-- begin Entries supplied --
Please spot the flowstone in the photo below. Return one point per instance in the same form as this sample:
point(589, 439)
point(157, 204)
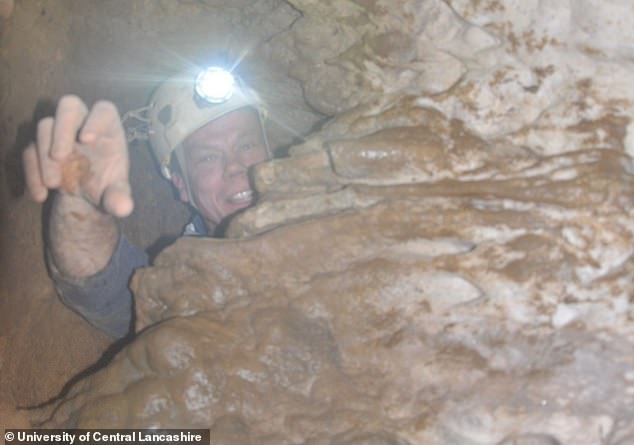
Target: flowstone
point(447, 261)
point(412, 298)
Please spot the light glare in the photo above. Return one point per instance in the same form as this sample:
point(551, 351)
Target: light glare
point(215, 85)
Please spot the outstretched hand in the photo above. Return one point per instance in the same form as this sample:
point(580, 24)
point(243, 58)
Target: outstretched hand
point(81, 153)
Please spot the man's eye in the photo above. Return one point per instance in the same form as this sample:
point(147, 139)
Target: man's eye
point(247, 146)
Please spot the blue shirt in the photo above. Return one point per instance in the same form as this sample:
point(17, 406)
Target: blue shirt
point(104, 299)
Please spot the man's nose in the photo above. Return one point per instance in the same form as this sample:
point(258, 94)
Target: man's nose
point(234, 164)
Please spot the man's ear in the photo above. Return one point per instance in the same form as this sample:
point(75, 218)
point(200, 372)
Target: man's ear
point(179, 183)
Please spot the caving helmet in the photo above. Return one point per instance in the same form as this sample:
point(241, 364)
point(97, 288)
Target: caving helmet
point(188, 101)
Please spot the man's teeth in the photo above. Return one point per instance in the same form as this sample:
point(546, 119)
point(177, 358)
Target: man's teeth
point(245, 195)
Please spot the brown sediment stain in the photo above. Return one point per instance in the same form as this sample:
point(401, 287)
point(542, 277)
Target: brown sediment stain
-- end Entries supplied --
Could you write out the rows again, starting at the very beginning and going through the line that contains "point(215, 85)", with the requests included and both coordinates of every answer point adjusted by -149? Leave out the pictures and keep the sample points in the requests unchanged.

→ Complete answer
Please spot the flowstone in the photo below. Return one point per instance in the same form as this sample:
point(589, 439)
point(157, 204)
Target: flowstone
point(298, 112)
point(263, 149)
Please spot the light glare in the photo above. Return one point per instance in the same form as this sample:
point(551, 351)
Target: light glare
point(66, -64)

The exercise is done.